== Excerpted records ==

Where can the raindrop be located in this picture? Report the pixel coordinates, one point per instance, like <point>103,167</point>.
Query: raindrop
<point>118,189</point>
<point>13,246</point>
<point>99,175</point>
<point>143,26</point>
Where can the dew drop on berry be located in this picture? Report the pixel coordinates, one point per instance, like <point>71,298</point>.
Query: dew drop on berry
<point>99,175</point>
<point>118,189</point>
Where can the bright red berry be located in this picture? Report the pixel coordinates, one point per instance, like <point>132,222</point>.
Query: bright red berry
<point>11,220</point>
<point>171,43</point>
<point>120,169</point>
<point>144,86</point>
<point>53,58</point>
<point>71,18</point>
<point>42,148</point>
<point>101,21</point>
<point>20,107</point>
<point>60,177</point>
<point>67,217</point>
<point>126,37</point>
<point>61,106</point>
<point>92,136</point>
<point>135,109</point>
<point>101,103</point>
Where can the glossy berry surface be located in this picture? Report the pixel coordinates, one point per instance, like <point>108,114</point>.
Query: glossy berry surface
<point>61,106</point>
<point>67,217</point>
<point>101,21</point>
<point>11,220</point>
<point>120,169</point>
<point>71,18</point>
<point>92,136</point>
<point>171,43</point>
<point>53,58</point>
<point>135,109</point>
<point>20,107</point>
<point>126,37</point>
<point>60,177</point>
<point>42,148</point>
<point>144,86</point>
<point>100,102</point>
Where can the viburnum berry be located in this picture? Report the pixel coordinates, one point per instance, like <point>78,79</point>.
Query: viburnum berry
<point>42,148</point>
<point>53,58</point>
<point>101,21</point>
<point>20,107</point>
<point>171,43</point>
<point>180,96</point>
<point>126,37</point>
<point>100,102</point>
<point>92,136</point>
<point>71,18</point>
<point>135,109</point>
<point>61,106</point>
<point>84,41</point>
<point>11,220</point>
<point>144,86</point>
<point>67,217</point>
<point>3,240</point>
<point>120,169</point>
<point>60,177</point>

===

• What is expected
Search the entries above for the word "instance", and copy every line where it occurs.

• Written answer
Where can the raindrop be located in this picture? Report the pixel coordinates, one point per instance, like <point>103,167</point>.
Where can the dew drop on berry be located in this picture? Report the pixel coordinates, one point per instance, like <point>71,298</point>.
Where can the bright red berry be located in this picture? Report the pixel coordinates, one point per instance, like <point>132,222</point>.
Where can the glossy berry surface be located in this picture? Report the pixel coordinates, one point per instance, like <point>108,114</point>.
Where can the viburnum berry be located in this picture? Report the pixel coordinates, one point per instance, like <point>78,79</point>.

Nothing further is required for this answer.